Starting with the line that contains "of the round" and going on through the end of the material, write those lines out again, requests included. Shift each coordinate in the answers by adding 25 to it.

###

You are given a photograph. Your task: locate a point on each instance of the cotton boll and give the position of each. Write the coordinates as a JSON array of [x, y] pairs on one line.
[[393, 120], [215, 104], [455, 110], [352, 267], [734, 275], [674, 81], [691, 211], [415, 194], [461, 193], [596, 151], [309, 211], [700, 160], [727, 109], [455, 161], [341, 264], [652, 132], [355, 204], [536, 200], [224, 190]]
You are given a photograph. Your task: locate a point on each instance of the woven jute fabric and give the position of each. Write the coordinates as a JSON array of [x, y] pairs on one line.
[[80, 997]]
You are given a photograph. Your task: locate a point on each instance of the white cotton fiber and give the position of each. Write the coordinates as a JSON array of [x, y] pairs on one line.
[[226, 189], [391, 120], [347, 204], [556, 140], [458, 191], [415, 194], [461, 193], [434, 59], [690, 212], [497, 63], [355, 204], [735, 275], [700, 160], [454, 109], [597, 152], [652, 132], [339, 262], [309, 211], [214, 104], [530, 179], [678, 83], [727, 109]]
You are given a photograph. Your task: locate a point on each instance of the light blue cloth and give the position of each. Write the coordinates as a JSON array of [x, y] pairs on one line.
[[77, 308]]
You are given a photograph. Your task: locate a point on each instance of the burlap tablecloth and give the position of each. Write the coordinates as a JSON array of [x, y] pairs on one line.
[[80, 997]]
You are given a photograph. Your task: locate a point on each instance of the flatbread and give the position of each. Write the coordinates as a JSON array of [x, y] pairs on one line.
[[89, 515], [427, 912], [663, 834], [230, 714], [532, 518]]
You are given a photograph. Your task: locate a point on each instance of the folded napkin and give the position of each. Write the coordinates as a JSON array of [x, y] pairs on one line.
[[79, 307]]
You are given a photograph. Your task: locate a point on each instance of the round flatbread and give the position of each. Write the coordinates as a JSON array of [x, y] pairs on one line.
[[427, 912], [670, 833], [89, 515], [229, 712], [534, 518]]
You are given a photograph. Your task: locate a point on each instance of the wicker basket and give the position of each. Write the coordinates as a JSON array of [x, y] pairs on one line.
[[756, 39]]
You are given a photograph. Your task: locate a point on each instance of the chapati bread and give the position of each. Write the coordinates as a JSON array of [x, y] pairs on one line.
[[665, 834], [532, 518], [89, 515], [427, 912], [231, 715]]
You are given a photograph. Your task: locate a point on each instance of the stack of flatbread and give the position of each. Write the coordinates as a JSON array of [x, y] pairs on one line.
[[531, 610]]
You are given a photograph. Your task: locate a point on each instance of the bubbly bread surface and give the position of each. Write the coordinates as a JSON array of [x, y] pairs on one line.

###

# RESULT OF THE TASK:
You are given a photograph. Your task: locate a point on each instance of the round flatbread and give the position of each. Write the coordinates as a JSON array of [x, y] pairs on one line.
[[452, 937], [695, 858], [114, 540], [254, 737], [559, 543]]
You are given a photograph. Your task: locate a point on each instance of the wicker basket and give the position of each. Write the coordinates as a JSON array of [x, y] pairs on one line.
[[781, 64]]
You are given a photograph. Your task: locate a point on each instance of the chapati bread and give the position of each. Write the coordinates as a JSON array of [x, y] pairs on one line.
[[690, 859], [557, 543], [114, 540], [452, 937], [256, 740]]
You are given a photograph. Your task: locate a point on each instance of the stack of flatbread and give the position of each. Write the coordinates as a JSON array of [x, y] pairs on one line.
[[556, 635]]
You are given a photograph. Your task: locate a point on each instance of the bubbly bread surface and give the position of each. Write the coordinates as a JSON array of [x, y] pairs on one line.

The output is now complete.